■ **Exercise details**: From the records below, keep only the lines that contain the string "positive" and copy each one out in full.

■ **Data extract**:
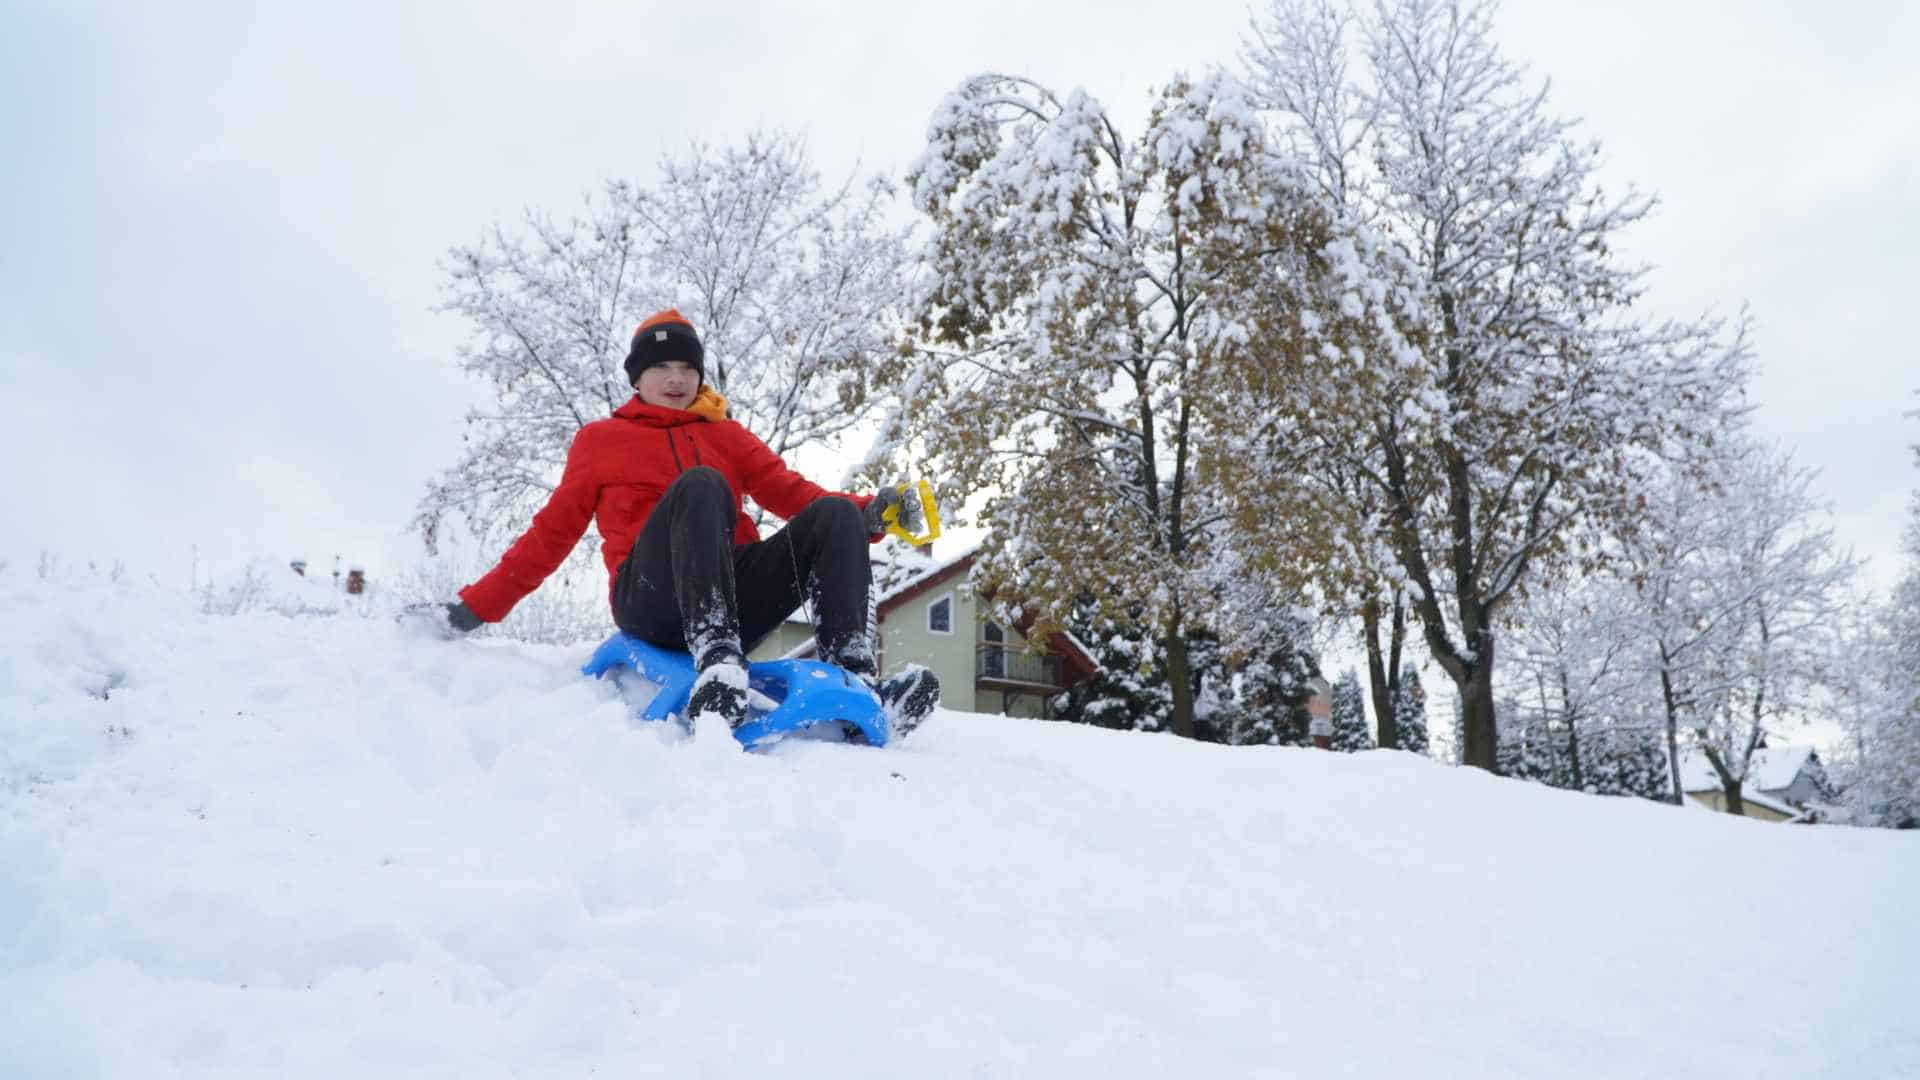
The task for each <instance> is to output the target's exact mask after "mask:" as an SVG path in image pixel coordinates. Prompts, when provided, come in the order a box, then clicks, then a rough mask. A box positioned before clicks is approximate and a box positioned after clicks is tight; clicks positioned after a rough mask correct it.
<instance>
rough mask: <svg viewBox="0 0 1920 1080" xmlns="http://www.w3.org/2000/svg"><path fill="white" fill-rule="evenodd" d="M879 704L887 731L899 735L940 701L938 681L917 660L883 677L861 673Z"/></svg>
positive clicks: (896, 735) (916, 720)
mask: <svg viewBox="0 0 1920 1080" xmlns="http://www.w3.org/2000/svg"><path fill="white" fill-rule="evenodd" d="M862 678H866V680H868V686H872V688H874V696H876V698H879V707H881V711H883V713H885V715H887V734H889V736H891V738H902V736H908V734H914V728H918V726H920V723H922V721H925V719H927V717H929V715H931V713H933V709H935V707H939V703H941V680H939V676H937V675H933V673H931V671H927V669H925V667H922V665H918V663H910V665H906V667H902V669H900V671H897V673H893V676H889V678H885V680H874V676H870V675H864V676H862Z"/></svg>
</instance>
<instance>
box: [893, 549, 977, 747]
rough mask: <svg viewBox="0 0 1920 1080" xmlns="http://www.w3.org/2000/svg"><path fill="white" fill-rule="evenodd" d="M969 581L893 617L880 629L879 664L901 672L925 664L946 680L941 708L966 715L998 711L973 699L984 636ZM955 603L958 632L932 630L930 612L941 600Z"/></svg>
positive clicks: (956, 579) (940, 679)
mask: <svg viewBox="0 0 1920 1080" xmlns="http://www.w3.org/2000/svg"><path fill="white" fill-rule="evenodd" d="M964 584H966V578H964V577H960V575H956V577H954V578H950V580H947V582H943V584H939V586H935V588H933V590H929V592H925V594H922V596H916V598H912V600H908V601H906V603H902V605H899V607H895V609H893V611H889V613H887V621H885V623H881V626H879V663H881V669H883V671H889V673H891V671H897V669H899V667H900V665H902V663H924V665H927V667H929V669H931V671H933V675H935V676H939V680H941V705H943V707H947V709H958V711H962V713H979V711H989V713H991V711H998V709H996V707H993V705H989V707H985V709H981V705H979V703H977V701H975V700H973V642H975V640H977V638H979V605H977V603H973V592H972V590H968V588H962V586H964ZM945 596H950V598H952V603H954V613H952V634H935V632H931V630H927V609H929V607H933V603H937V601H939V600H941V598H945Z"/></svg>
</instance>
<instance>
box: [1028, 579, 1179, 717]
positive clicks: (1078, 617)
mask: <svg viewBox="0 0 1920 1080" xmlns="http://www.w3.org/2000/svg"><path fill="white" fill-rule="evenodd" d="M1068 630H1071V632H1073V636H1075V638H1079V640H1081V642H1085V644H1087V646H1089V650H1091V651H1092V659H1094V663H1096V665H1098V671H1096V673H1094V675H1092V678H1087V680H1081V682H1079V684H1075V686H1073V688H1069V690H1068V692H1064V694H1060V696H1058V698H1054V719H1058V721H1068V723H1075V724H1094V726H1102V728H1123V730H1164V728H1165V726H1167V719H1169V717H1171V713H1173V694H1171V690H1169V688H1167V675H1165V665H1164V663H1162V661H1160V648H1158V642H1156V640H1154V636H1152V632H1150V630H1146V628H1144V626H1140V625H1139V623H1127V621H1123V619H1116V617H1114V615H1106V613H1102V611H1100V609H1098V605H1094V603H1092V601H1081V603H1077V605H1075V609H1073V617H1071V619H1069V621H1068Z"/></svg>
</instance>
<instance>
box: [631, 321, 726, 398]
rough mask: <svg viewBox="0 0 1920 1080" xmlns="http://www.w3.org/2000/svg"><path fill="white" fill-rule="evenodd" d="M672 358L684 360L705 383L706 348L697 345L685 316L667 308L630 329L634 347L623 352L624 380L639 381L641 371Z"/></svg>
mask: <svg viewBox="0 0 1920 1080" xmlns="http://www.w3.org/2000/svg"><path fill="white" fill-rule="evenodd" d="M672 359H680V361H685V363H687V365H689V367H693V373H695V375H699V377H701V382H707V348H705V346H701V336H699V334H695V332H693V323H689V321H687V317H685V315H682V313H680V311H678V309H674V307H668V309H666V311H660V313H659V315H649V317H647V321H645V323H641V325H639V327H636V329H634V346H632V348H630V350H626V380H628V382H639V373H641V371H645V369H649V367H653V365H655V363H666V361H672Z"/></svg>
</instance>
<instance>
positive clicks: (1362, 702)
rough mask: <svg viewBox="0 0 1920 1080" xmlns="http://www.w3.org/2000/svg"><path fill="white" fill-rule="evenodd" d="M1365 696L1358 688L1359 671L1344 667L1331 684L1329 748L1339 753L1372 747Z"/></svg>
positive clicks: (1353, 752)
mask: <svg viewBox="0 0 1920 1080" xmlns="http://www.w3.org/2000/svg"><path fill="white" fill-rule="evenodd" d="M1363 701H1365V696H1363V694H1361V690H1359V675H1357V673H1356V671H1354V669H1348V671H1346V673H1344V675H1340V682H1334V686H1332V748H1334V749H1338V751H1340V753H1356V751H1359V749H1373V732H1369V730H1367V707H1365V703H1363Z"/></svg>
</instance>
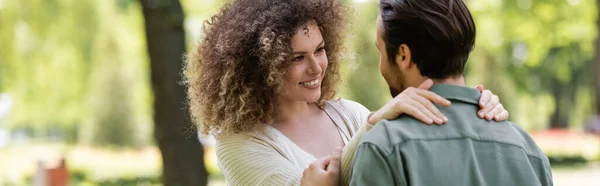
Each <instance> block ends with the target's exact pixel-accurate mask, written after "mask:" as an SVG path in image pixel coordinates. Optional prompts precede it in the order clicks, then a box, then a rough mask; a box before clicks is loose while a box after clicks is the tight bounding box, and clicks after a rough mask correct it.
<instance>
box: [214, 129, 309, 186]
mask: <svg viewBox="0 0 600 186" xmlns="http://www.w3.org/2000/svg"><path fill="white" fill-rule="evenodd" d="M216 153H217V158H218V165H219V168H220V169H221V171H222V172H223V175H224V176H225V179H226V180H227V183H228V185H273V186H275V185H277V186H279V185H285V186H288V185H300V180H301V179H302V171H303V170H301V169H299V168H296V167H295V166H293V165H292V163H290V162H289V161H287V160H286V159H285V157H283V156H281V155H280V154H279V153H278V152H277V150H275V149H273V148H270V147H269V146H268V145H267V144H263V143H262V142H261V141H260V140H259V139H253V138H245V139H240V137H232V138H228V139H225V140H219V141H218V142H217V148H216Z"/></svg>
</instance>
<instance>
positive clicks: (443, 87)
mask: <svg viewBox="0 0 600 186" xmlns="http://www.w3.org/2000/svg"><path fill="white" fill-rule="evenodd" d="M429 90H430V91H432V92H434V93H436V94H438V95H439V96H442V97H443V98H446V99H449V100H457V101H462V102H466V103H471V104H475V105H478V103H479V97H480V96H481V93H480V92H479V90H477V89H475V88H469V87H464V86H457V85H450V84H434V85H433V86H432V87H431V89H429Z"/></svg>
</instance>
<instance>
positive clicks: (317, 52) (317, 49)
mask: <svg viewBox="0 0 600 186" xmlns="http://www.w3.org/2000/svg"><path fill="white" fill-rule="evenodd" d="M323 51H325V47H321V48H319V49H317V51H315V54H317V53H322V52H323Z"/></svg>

■ **Result of the exercise**:
positive clicks: (896, 735) (916, 720)
positive clicks: (956, 579) (940, 679)
positive clicks: (1078, 617)
positive clicks: (1362, 702)
positive clicks: (1353, 752)
positive clicks: (443, 87)
positive clicks: (317, 52) (317, 49)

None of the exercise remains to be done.